- **Tasks to perform**:
1) In the text on Dreyfuss's figures Joe and Josephine, which book contains the chapter titled "Joe and Josephine"?
2) Reproduce the text on Dreyfuss's Joe and Josephine between "This critique remains" and "27. my emphasis)", inclusive, swapping "human engineering" for "ergonomic design".
3) Write the next part of the text on Dreyfuss's Joe and Josephine, starting after its final sentence.

A second level of this critique consists in affirming that these bodies ‘on paper’ do not actually find any incarnation. Their claim is to represent most bodies, but such a rationale implies a binary categorization between bodies that do conform to them, and bodies that do not. In reality, each body relates to these standard bodies through a specific degree of differentiation. Some bodies reach an extremely small degree of differentiation from these standards, some others incarnate a much higher one. Thinking in terms of degrees (intensities), rather than in terms of categories, allows us to examine the relationship of power between bodies, rather than separating them in two definite classes (the privileged that conforms to the standard and the unprivileged that does not). In other words, the power exercised by a body on another finds its actualization in a different degree of fitness to the environment they share. This means that the environment — whether built or not — and its multitude of ‘objects’ — whether designed or not — are that through which relationships of power are organized. Drawings of Joe and Josephine, as well as their other avatars (Le Corbusier’s Modulor, Ernst Neufert’s Architect’s Data, etc.), are thus creating systems that thoroughly contribute to this organization.

This critique remains however incomplete. It might apply to a system like the Modulor‘s one, since everything in it is informed by a unique set of corporeal values, but Dreyfuss helps us to go further, since Joe is not only accompanied by Josephine, his body is also malleable to incarnate several kind of bodies: one using a wheelchair, a “large” one, a child, etc. By defining Joe’s and Josephine’s bodies in terms of percentile, Dreyfuss appears as having integrated this notion of degree within his own system. Two sentences in the chapter “Joe and Josephine” (Designing for People, New York: Simon and Schuster, 1955) nevertheless strike the attention:

Our job is to make Joe and Josephine compatible with their environment. The process is known as human engineering. (Dreyfuss, 1955, 27. my emphasis)

Even within Dreyfuss’s own system, it is surprising to read that it is Joe and Josephine that need to be compatible with their environment, and not the other way around. Nevertheless, the subsequent notion of “human engineering” prevents us from thinking of a mistake. A hint of what such an engineering might mean is given to us on the same page:

Joe enacts numerous roles. Within twenty-four hours he may determine the control positions on a linotype, be measured for an airplane chair, be squeezed into an armored tank [Dreyfuss used the mensuration of his “GI Joe” when working with the US Army], or be driving a tractor; and we may prevail upon Josephine to do a day’s ironing, sit at a telephone switchboard, push a vacuum cleaner around a room, type a letter. (Dreyfuss, 1955, 26.)

[Data pulled from a collection]
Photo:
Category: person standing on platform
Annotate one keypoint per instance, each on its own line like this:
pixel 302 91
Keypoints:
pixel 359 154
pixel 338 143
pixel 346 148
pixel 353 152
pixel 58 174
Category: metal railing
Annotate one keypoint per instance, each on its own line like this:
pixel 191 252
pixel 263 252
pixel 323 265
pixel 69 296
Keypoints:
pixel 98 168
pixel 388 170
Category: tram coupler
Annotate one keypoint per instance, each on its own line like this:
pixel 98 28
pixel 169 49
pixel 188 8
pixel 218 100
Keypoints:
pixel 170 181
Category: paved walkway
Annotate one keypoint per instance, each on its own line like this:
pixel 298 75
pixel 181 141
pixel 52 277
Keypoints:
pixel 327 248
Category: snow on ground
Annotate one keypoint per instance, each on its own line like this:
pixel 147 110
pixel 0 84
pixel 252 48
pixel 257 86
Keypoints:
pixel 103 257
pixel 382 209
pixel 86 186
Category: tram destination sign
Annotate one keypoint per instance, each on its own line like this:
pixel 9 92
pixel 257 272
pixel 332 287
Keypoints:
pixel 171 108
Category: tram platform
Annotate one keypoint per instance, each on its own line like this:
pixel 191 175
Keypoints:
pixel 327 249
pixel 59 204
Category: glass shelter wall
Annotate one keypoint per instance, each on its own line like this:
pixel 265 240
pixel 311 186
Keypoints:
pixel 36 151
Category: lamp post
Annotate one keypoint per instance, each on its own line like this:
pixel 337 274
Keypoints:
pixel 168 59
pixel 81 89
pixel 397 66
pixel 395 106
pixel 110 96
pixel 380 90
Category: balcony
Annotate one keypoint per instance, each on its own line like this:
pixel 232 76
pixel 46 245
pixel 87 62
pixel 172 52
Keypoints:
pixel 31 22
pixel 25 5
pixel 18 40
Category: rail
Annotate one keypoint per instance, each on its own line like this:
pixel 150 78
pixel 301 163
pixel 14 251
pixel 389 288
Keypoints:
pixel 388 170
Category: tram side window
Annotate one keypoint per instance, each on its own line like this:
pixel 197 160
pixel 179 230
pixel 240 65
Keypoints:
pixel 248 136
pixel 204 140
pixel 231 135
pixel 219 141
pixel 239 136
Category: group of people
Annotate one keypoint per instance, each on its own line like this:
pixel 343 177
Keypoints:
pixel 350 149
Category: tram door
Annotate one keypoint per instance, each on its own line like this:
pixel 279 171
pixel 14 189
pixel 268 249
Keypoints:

- **Answers to each task**:
1) Designing for People (New York: Simon and Schuster, 1955).

2)
This critique remains however incomplete. It might apply to a system like the Modulor‘s one, since everything in it is informed by a unique set of corporeal values, but Dreyfuss helps us to go further, since Joe is not only accompanied by Josephine, his body is also malleable to incarnate several kind of bodies: one using a wheelchair, a “large” one, a child, etc. By defining Joe’s and Josephine’s bodies in terms of percentile, Dreyfuss appears as having integrated this notion of degree within his own system. Two sentences in the chapter “Joe and Josephine” (Designing for People, New York: Simon and Schuster, 1955) nevertheless strike the attention:

Our job is to make Joe and Josephine compatible with their environment. The process is known as ergonomic design. (Dreyfuss, 1955, 27. my emphasis)

3)
Blaming Dreyfuss for his contribution to a generalized sexism is not the only point that I would like to make here — although we could certainly remark the way he describes Josephine as being “better-looking than the average woman she portrays” (36.). However, it is important to note that the embracing of bodies’ fundamentally various mensurations in the design of objects is not exercised in an attempt of inclusiveness but, rather, in the optimization of each body’s attributed function in society. The notion of “human engineering” thus appears more clearly: it consists in the construction of a situation for which the assemblage bodies plus designed objects finds an optimal functional configuration. In order to do so, it is obvious that the designed objects should be informed by the bodies, and thus the specificity to the function that has been politically attributed to them — in the gendered instance given by Dreyfuss himself, male bodies in factories, vehicles, and at war; female bodies at home or in services. However, bodies are also informed by designed objects and, each day spent accomplishing this function contributes, slowly but surely, to “engineer” bodies to incarnate an optimal apparatus in flesh vis-a-vis the attributed function. It is easy to understand that, in these conditions, the political status quo is incessantly reinforced since the built environment is constantly informed by bodies politically associated to it, themselves evolving as well under the influence of the built environment.

The only means that I can see as a breakage of this logic goes back to this idea of a design that “does not know what a body is” (see past article). It appears that every corporeal violence, such as racism and misogyny, find their ideological justification in a totalizing mode of knowledge of what a body may be. The embrace of our ignorance for this question, and the subsequent design that reflects such ignorance, therefore constitutes, not only a targeted equality between bodies vis-a-vis their environment, but also a reduction of the conditions that give grasp to the relationships of power as explained in the third paragraph. Joe and Josephine are only the most expressive embodiment of a design process that almost always functions through this totalizing mode of knowledge of what a body is; our response as designers should therefore not simply be to refuse any of these systems of standardization but, furthermore, to unlearn what we think we know about bodies and create based on our ignorance, rather than on our ideologically informed knowledge.

RELATED ARTICLES: (because this is an on-going research, these articles might be slightly redundant)

– “Towards an Architecture that Does Not Know What a Body Is” (November 3, 2014)
– “The Funambulist Papers 55 /// The Norm, Measure of All Things by Sofia Lemos” (August 23, 2014)
– “Transgressing the Idealized Normative Body” (December 9, 2013)
– “A Subversive Approach to the Ideal Normatized Body” (April 29, 2012)
– “The Modernist Ideology of a Normative Body” (May 29, 2011)


– All following images from Henry Dreyfuss, Designing for People, New York: Simon and Schuster, 1955 (read the book online here)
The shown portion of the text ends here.